══ MATERIAL FOR THIS TASK ══

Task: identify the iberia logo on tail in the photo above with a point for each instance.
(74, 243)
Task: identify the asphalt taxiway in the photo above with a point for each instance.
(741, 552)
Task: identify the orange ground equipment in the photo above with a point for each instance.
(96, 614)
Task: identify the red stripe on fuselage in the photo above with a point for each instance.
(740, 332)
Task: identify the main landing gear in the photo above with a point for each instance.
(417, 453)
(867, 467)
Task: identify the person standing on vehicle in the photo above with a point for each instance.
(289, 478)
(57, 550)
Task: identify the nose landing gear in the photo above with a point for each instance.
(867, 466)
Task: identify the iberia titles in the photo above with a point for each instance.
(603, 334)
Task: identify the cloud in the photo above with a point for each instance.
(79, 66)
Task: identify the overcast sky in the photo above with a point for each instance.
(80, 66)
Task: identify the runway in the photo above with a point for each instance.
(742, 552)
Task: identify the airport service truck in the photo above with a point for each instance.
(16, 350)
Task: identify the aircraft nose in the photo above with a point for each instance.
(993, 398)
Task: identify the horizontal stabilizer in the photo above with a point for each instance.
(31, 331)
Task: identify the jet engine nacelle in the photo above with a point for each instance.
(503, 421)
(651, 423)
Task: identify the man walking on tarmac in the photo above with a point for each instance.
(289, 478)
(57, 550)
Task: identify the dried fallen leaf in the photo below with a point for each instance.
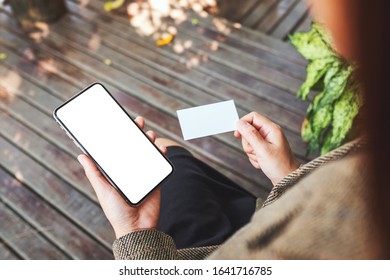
(107, 61)
(194, 21)
(164, 40)
(113, 5)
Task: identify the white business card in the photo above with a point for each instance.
(208, 120)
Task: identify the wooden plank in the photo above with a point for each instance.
(258, 14)
(48, 174)
(125, 47)
(25, 115)
(304, 25)
(224, 57)
(290, 21)
(170, 106)
(236, 11)
(6, 253)
(190, 95)
(43, 150)
(25, 239)
(228, 78)
(157, 118)
(212, 86)
(54, 226)
(275, 15)
(123, 30)
(227, 43)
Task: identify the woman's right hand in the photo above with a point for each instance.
(266, 146)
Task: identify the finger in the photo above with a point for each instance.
(255, 164)
(246, 146)
(264, 125)
(163, 149)
(140, 122)
(253, 157)
(151, 135)
(95, 177)
(252, 136)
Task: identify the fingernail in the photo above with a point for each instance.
(80, 158)
(241, 123)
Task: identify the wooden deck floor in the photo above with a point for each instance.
(47, 208)
(277, 18)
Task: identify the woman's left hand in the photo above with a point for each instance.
(123, 217)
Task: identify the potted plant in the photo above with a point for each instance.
(330, 118)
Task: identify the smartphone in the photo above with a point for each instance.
(104, 131)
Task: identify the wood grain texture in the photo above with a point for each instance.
(25, 239)
(43, 188)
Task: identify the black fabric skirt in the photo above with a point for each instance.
(199, 205)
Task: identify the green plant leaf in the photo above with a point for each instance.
(345, 111)
(311, 44)
(315, 71)
(335, 86)
(336, 103)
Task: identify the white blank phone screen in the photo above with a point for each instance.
(115, 142)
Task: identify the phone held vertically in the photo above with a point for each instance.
(104, 131)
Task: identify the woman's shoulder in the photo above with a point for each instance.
(326, 215)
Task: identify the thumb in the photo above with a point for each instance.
(251, 135)
(95, 177)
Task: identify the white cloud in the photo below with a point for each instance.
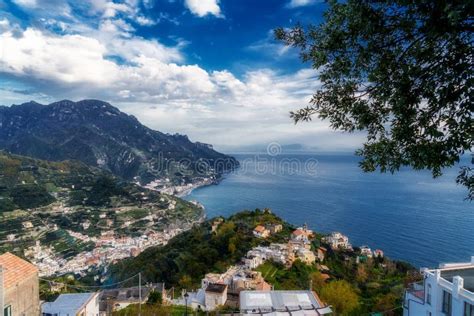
(300, 3)
(152, 81)
(144, 21)
(26, 3)
(204, 7)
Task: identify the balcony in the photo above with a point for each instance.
(417, 290)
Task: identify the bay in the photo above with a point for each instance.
(409, 215)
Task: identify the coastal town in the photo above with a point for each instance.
(78, 239)
(242, 287)
(108, 248)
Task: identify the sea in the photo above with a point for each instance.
(409, 215)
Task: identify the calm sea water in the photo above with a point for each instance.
(409, 215)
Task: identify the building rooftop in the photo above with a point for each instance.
(291, 302)
(15, 269)
(216, 288)
(467, 274)
(67, 304)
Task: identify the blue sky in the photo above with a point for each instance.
(207, 68)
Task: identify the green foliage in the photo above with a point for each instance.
(295, 278)
(342, 297)
(189, 256)
(154, 298)
(400, 70)
(30, 196)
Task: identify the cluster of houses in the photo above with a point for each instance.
(108, 248)
(298, 247)
(446, 290)
(226, 288)
(338, 241)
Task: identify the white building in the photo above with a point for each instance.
(446, 291)
(337, 241)
(366, 251)
(273, 303)
(215, 296)
(84, 304)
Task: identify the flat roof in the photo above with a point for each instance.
(216, 288)
(67, 304)
(278, 301)
(466, 273)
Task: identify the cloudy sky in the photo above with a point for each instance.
(206, 68)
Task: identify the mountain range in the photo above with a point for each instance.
(100, 135)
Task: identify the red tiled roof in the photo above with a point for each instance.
(15, 269)
(298, 232)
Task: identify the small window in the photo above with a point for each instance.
(428, 294)
(7, 311)
(447, 303)
(468, 309)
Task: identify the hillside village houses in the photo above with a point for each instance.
(220, 289)
(447, 290)
(263, 231)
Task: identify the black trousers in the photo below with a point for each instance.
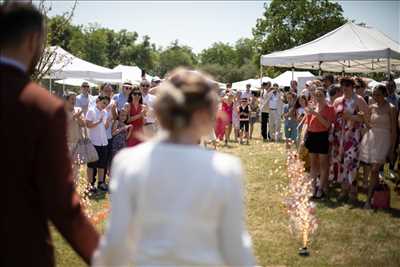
(264, 125)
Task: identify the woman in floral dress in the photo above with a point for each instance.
(346, 137)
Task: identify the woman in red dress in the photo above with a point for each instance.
(136, 117)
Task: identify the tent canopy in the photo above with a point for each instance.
(349, 48)
(255, 83)
(74, 82)
(131, 73)
(285, 78)
(67, 65)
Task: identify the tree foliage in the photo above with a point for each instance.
(283, 25)
(176, 55)
(288, 23)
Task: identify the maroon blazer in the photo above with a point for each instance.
(36, 176)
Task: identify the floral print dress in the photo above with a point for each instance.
(345, 142)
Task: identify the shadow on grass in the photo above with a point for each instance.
(332, 202)
(100, 195)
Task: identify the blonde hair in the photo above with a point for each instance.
(180, 95)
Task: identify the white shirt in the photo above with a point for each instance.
(149, 100)
(97, 134)
(245, 94)
(177, 205)
(273, 101)
(120, 99)
(85, 102)
(107, 114)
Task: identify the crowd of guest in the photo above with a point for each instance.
(339, 127)
(336, 124)
(111, 122)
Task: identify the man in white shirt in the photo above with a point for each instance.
(148, 100)
(84, 99)
(275, 104)
(264, 107)
(121, 98)
(246, 94)
(95, 121)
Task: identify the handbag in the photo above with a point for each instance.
(84, 151)
(381, 196)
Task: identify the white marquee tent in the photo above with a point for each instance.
(349, 48)
(131, 73)
(255, 83)
(67, 65)
(74, 82)
(285, 78)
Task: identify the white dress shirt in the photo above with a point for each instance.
(85, 102)
(177, 205)
(97, 134)
(149, 100)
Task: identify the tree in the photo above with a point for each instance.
(48, 57)
(176, 55)
(245, 51)
(288, 23)
(219, 53)
(96, 45)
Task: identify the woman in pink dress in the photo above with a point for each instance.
(227, 108)
(136, 117)
(220, 122)
(350, 110)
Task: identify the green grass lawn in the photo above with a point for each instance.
(347, 235)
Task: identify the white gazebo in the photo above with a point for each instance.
(65, 65)
(131, 73)
(285, 78)
(350, 48)
(74, 82)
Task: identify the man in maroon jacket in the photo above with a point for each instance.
(35, 167)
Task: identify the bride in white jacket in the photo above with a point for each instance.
(174, 203)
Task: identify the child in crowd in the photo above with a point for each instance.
(98, 136)
(254, 111)
(121, 132)
(235, 116)
(290, 119)
(244, 118)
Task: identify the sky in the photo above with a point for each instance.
(199, 24)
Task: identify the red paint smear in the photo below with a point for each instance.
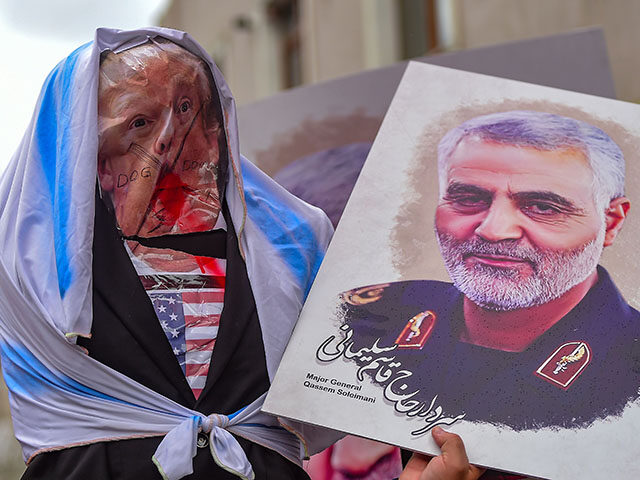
(209, 266)
(170, 198)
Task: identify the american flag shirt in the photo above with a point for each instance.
(188, 304)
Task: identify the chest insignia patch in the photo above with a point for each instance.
(565, 364)
(417, 330)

═══

* ACTION ITEM
Every line above should be copied exactly; do not carry over the pictures.

* TASK RESULT
Task: identify the iberia logo on tail in the photo above with a point for each instance.
(74, 243)
Task: identify the asphalt taxiway in the photo above with a point for each instance.
(741, 552)
Task: identify the orange ground equipment in the photo above with a point for each instance.
(96, 614)
Task: identify the red stripe on fuselage in the photo above with a point for each instance.
(740, 332)
Task: identify the main landing gear in the photo above with a point for each instance.
(417, 453)
(867, 467)
Task: identify the person standing on vehicle in the photo above with a point for each instance.
(289, 478)
(57, 550)
Task: identify the nose landing gear in the photo above with a point for each instance.
(867, 466)
Task: identify the iberia titles in the photo above with a point for each instance.
(603, 334)
Task: identify the cloud in the photo above with a point for each instance.
(79, 66)
Task: identify the overcast sky in the photo above with a point for each instance.
(80, 66)
Task: identify the runway in the photo above with a point for each instance.
(742, 552)
Task: identify the airport service truck in the photo above with a point for each instance.
(16, 350)
Task: identify the aircraft nose in the photo above with a point for each instance.
(993, 398)
Task: identify the horizontal stabilizer in the photo above with a point for each instance.
(31, 331)
Task: identify the jet engine nacelle in the photo above with a point for each instance.
(503, 421)
(651, 423)
Task: identify the man walking on tarmac in the photo above with a point for each instance.
(289, 478)
(57, 550)
Task: identify the dried fallen leaf in the photo below with a point for each instance.
(107, 61)
(194, 21)
(164, 40)
(113, 5)
Task: identify the white business card in the photo above with a point for each instance.
(208, 120)
Task: identify the wooden plank in the photo above with a point for each instance.
(258, 14)
(48, 174)
(125, 47)
(25, 115)
(304, 25)
(224, 57)
(290, 21)
(170, 106)
(236, 11)
(6, 253)
(190, 95)
(43, 150)
(25, 239)
(228, 78)
(157, 118)
(212, 86)
(54, 226)
(275, 15)
(123, 30)
(227, 43)
Task: identify the woman's right hand in the photo above with a point for each instance.
(266, 146)
Task: identify the finger in the photo above with a point for each instance.
(255, 164)
(246, 146)
(264, 125)
(163, 149)
(140, 122)
(253, 157)
(151, 135)
(95, 177)
(252, 136)
Task: identify the fingernail in the photo above with a point for each instance.
(80, 158)
(241, 123)
Task: identify the wooden deck floor in the photo above with a point for each instance.
(47, 208)
(277, 18)
Task: identify the woman's left hand in the photo above with a point for each instance.
(123, 217)
Task: identify the potted plant in the photo above with a point for each instance.
(330, 118)
Task: identify the smartphone in the photo above with a point for each instance.
(104, 131)
Task: identify the wood grain texture in the photo above with a point for each instance.
(25, 239)
(43, 188)
Task: identify the black fabric skirt in the photo above with a point for each instance.
(199, 205)
Task: identify the green plant leaf in the photo above with a point for each instance.
(345, 111)
(311, 44)
(315, 71)
(335, 86)
(336, 103)
Task: identify the white blank phone screen in the photo above with a point for each instance.
(115, 142)
Task: identify the phone held vertically in the photo above with a point for each instance.
(104, 131)
Task: identify the woman's shoulder in the photo above with a point for each instance.
(326, 215)
Task: identify the thumb in the photo above with a point for each instance.
(251, 135)
(95, 177)
Task: identify the white cloud in the photo below with a point for each instance.
(300, 3)
(152, 81)
(144, 21)
(26, 3)
(204, 7)
Task: identify the balcony in the photo above with a point for each instance.
(417, 290)
Task: identify the bay in the photo above with a point for each instance.
(409, 215)
Task: identify the coastal town in the photo above with a point for each instance.
(78, 239)
(242, 287)
(108, 248)
Task: identify the sea in the photo above with a point for each instance.
(409, 215)
Task: identify the calm sea water in the photo above with a point for each instance.
(409, 215)
Task: identify the building rooftop in the photo above with a point for each instance.
(291, 302)
(15, 269)
(216, 288)
(467, 274)
(67, 304)
Task: identify the blue sky in the photo above with a point for each instance.
(207, 68)
Task: identify the green foliage in the photo above with a point for each instance.
(295, 278)
(342, 297)
(189, 256)
(154, 298)
(400, 70)
(30, 196)
Task: identify the cluster of houses in the photo above with a point for each instance.
(108, 248)
(298, 247)
(446, 290)
(226, 288)
(338, 241)
Task: identify the white building in the photo above with a point for each instance.
(446, 291)
(337, 241)
(366, 251)
(273, 303)
(215, 296)
(84, 304)
Task: identify the flat roof in the photo above with a point for each instance.
(216, 288)
(67, 304)
(278, 301)
(466, 273)
Task: identify the cloudy sky in the photo above with a point for each instance.
(206, 68)
Task: identify the mountain range in the photo above with a point for each instance.
(100, 135)
Task: identify the red tiled roof in the photo above with a point for each instance.
(15, 269)
(298, 232)
Task: identify the small window in the photo above with a point for each instance.
(428, 294)
(7, 311)
(447, 303)
(468, 309)
Task: identify the hillside village houses in the photo above with a point for each instance.
(220, 289)
(447, 290)
(263, 231)
Task: identify the black trousers in the photo below with a point for each instance.
(264, 125)
Task: identify the woman in floral dress in the photo above with a point for each instance.
(346, 137)
Task: identify the woman in red dress in the photo above with a point for each instance.
(136, 117)
Task: identify the tent canopy in the photo above with a point for each instance.
(349, 48)
(255, 83)
(74, 82)
(131, 73)
(285, 78)
(67, 65)
Task: identify the tree foliage in the photo above with a point for each instance.
(283, 25)
(176, 55)
(288, 23)
Task: identify the maroon blazer in the photo above with a point for each instance.
(36, 176)
Task: identify the floral print dress in the photo above with a point for each instance.
(345, 142)
Task: identify the shadow on grass in the photo above with a point for each instance.
(332, 202)
(100, 195)
Task: identify the blonde hair in the photo above with a point for each instance.
(180, 95)
Task: identify the white shirt in the photo above with a point for each instance.
(149, 100)
(97, 134)
(245, 94)
(177, 205)
(273, 101)
(120, 99)
(85, 102)
(107, 114)
Task: identify the crowd of guest in the photo above with a point for each instance.
(339, 127)
(336, 124)
(111, 122)
Task: identify the man in white shirt in the photo above with a point for each instance.
(148, 100)
(84, 99)
(275, 104)
(264, 107)
(121, 98)
(246, 94)
(95, 121)
Task: identify the handbag in the photo above with a point for each instance.
(84, 151)
(381, 196)
Task: identify the white marquee tent in the photo above with a point for each instance.
(349, 48)
(131, 73)
(255, 83)
(67, 65)
(74, 82)
(285, 78)
Task: identify the white dress shirt in the photo above with a point for each instance.
(85, 102)
(177, 205)
(97, 134)
(149, 100)
Task: identify the tree in the photo above with a point for each instance.
(48, 57)
(176, 55)
(245, 51)
(288, 23)
(219, 53)
(96, 45)
Task: identify the woman in pink dress in the photo above with a point for each instance.
(227, 108)
(136, 117)
(220, 122)
(350, 110)
Task: identify the green grass lawn in the photo above with a point for each instance.
(347, 235)
Task: identify the white gazebo in the photo above with a point for each instance.
(65, 65)
(131, 73)
(285, 78)
(350, 48)
(74, 82)
Task: identify the man in maroon jacket in the photo above with a point for each instance.
(35, 167)
Task: identify the bride in white jacket in the photo above with a point for each instance.
(174, 203)
Task: identify the child in crowd in the photo above with a point for each instance.
(98, 136)
(254, 111)
(121, 132)
(235, 116)
(290, 119)
(244, 118)
Task: identify the sky in the photo above with a point for each instance.
(199, 24)
Task: identify the red paint smear in the photo below with a point for each instance.
(209, 266)
(170, 198)
Task: identify the american flag shirt in the photo above with a point for each instance.
(188, 304)
Task: identify the chest insignia patch in the photo above with a point for each instance.
(565, 364)
(417, 330)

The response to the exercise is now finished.